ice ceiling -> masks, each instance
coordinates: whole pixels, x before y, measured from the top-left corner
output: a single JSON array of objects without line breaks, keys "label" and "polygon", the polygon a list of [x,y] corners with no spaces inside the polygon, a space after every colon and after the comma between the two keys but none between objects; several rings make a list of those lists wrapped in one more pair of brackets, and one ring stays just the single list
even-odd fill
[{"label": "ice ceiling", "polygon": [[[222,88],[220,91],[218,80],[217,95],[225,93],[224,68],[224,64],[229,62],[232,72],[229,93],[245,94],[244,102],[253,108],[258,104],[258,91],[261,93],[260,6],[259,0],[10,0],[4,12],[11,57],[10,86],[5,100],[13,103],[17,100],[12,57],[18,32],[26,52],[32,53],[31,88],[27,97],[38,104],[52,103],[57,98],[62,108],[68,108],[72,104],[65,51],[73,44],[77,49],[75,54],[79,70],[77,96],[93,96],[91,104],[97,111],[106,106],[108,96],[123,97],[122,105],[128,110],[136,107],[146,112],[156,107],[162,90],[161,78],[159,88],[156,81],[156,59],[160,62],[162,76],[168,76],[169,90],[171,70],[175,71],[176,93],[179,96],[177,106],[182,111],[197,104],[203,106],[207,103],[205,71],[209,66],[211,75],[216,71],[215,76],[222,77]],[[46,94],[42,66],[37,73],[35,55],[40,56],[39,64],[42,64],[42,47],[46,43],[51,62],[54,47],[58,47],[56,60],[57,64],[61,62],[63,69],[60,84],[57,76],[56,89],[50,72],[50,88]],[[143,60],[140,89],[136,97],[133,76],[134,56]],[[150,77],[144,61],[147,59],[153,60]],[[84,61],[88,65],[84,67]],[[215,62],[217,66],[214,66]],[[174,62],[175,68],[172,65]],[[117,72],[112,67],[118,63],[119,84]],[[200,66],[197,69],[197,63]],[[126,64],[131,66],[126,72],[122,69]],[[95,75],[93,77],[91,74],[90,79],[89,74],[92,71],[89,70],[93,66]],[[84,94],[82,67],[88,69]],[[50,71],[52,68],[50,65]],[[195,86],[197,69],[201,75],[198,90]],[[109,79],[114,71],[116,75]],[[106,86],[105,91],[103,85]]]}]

•••••

▸ What you are asked to do
Identify every line in the entries above that contains the word "rings", and copy each such line. Case counts.

▸ Written response
output: a single JSON array of objects without line breaks, keys "label" and "polygon", the polygon a list of [x,y] corners with no spaces inside the polygon, a space after every colon and after the comma between the two keys but none between objects; several rings make a list of those lists wrapped in one more pair of brackets, and one ring stays just the single list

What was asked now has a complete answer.